*Problem A*
Please list every data format that the tokamak LLM job posting says the LLM workflow must be able to process.
*Problem B*
Pick up the tokamak LLM job posting after its final sentence and carry it forward.

*Provided passage*
+---+

Postdoctoral reasearcher in LLM

il y a 3 semaines


Jouques, France CEA Temps plein

Description de l'offre

You will be recruited to work on the Eurofusion project "Towards Tokamak operations Conversational AI Interface Using Multimodal Large Language Models".

The main objectives are:

Develop an LLM workflow capable of processing diverse data formats—textual, visual, and numerical—to support session leaders/coordinators for tokamak operations before and during experiments, and continuously integrating information from new experiment. Create an interactive conversational AI tool to assist session leaders/coordinators during tokamak operations, by providing quick access to critical information and operational insights.

The scientific objectives and the main tasks you will be working on are:

Build a workflow Tokamak_LLM conversational model: that integrates multi-source data from tokamak operations, including experimental logs in various formats. Conduct a comprehensive training plan to select suitable open-source LLMs, focusing on model-data compatibility and computational demands, hyper parameter optimization. Enhance capabilities to interact with a variety of databases, and APIs to fetch and synthesize information from multiple sources seamlessly. Improve the reliability and accuracy of outputs focus on minimizing the occurrence of hallucinations (false or misleading information generated by the models) through advanced detection mechanisms and reliance on verified data sources.

+---+

*Material shown*
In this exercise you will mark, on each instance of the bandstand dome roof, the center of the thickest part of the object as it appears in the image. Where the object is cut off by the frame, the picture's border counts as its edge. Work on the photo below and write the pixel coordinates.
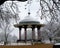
(29, 20)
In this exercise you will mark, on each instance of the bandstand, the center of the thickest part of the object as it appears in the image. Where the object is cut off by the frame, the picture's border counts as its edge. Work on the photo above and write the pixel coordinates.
(29, 22)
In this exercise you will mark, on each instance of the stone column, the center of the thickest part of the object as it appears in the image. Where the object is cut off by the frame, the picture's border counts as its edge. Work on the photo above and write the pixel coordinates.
(33, 33)
(25, 29)
(39, 35)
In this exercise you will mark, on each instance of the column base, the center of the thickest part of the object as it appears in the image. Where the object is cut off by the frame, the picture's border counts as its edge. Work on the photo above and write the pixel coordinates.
(20, 41)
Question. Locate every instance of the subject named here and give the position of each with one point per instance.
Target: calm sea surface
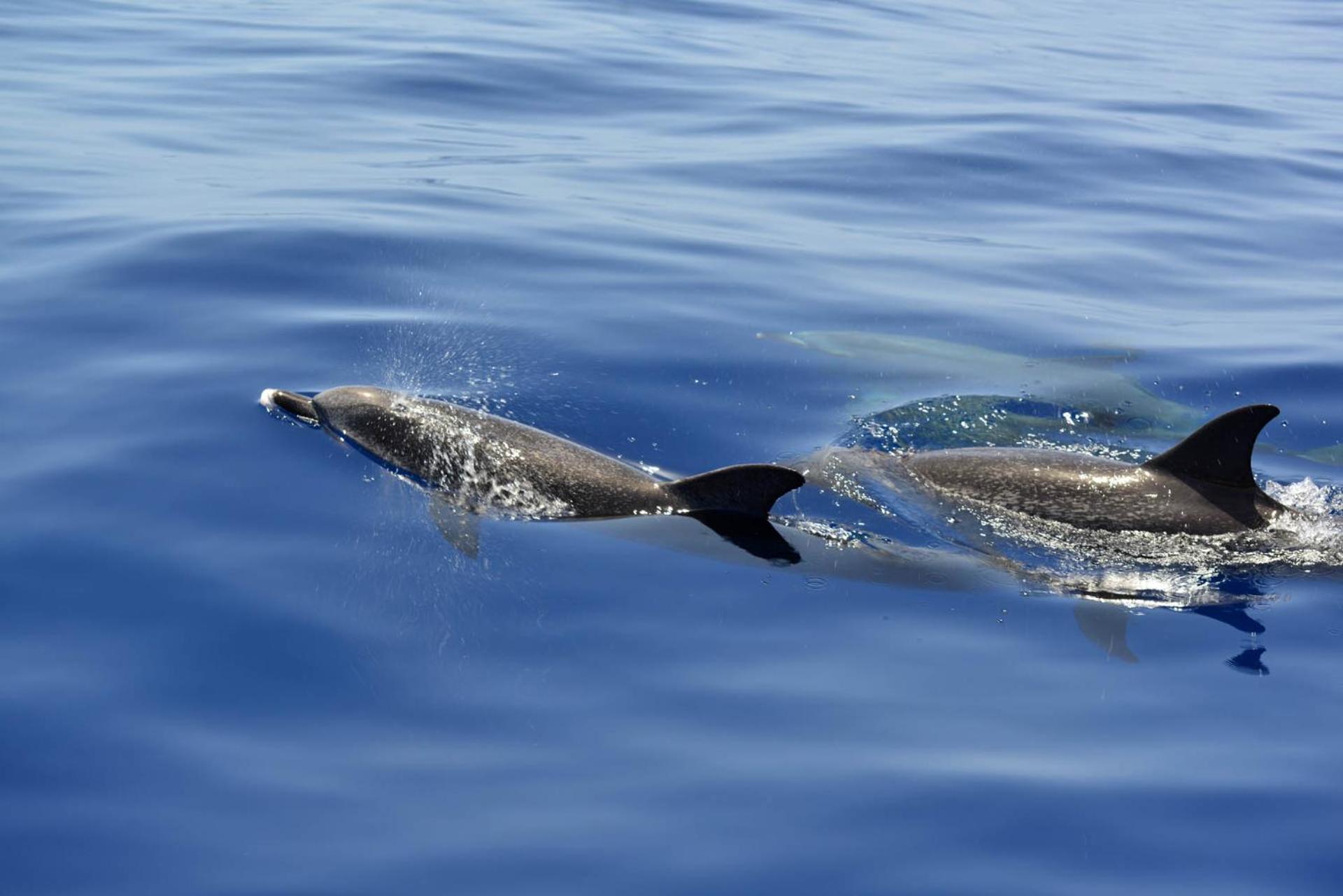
(239, 659)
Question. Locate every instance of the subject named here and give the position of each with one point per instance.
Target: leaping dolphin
(481, 461)
(1201, 487)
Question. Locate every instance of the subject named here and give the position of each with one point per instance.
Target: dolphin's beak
(292, 404)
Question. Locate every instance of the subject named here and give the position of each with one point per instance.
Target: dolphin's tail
(750, 490)
(292, 404)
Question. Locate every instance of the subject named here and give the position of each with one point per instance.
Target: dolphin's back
(485, 458)
(1201, 487)
(488, 461)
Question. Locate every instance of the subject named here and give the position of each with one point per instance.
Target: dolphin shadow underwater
(476, 462)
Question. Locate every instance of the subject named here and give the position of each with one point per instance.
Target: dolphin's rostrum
(488, 462)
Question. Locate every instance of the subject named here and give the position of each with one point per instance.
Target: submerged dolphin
(919, 366)
(1201, 487)
(481, 461)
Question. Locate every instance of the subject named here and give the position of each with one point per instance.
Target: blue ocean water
(238, 659)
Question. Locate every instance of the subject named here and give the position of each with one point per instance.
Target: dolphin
(918, 366)
(477, 461)
(1204, 485)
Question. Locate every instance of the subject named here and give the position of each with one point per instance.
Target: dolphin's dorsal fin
(748, 488)
(754, 535)
(1220, 450)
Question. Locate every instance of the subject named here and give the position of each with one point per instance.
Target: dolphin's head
(341, 408)
(300, 407)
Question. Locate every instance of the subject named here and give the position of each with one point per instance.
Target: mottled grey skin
(1201, 487)
(1092, 492)
(487, 461)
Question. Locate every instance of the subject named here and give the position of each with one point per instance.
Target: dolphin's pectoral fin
(1220, 450)
(460, 527)
(746, 490)
(1249, 661)
(754, 535)
(1107, 627)
(1232, 616)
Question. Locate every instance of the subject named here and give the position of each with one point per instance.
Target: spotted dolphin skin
(488, 462)
(1201, 487)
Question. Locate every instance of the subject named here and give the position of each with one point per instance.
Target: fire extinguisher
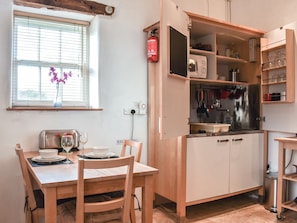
(152, 47)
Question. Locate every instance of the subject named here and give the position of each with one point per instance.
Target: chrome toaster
(51, 139)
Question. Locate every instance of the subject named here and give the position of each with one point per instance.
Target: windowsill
(52, 109)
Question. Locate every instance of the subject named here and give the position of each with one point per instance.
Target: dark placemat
(33, 163)
(87, 157)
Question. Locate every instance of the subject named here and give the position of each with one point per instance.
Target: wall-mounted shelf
(278, 69)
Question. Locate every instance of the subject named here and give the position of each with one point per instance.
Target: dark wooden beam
(83, 6)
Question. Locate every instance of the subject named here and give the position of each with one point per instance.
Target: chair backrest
(122, 203)
(135, 145)
(26, 179)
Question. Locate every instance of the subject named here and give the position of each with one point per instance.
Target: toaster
(51, 139)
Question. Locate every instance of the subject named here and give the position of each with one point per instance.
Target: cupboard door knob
(239, 139)
(222, 140)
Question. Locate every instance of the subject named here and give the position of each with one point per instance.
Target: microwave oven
(198, 66)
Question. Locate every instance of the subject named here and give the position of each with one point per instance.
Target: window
(43, 42)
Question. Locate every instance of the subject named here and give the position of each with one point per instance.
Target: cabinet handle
(239, 139)
(222, 140)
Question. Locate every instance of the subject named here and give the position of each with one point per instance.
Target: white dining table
(59, 181)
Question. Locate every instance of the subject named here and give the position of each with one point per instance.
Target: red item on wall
(152, 47)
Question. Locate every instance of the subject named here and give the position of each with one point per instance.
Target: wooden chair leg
(132, 210)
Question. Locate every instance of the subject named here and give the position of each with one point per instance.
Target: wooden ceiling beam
(82, 6)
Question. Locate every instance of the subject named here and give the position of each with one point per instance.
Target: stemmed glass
(67, 143)
(83, 139)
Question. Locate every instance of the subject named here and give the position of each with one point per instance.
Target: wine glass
(83, 139)
(67, 143)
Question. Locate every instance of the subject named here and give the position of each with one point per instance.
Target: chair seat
(67, 212)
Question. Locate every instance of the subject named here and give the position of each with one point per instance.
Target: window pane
(39, 44)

+---+

*Exercise output A*
textual, visual, numerical

*Exercise output B*
Moyens / Méthodes / Logiciels

Linux systems, Pytorch/Tensorflow, Python

Profil du candidat

PhD in computer science or related field, with a focus on machine learning, natural language processing (NLP), large language models (LLM), multimodal foundation models and generative AI. Strong theoretical and practical knowledge of natural language processing, including experience with state-of-the-art architectures. Mastery of deep learning frameworks (e.g. PyTorch, TensorFlow, etc.) and libraries commonly used in natural language processing and generative AI. Strong programming skills in Python and ability to write clean, efficient and well-documented code. Excellent problem-solving skills, analytical mind and perseverance in problem-solving. Strong communication skills and ability to work effectively in a collaborative research environment and in an international network of collaborators. A good knowledge of English is essential.

You will work in a group with expertise in a wide range of fields, from IT infrastructure administration to scalable AI model development.

You will interact with research engineers who are experts in the fields required to operate a tokamak in an international context.

You will benefit from 100 days' paid teleworking.

In line with CEA's commitment to the integration of disabled people, this position is open to all. The CEA offers accommodation and/or organizational possibilities for the integration of disabled workers.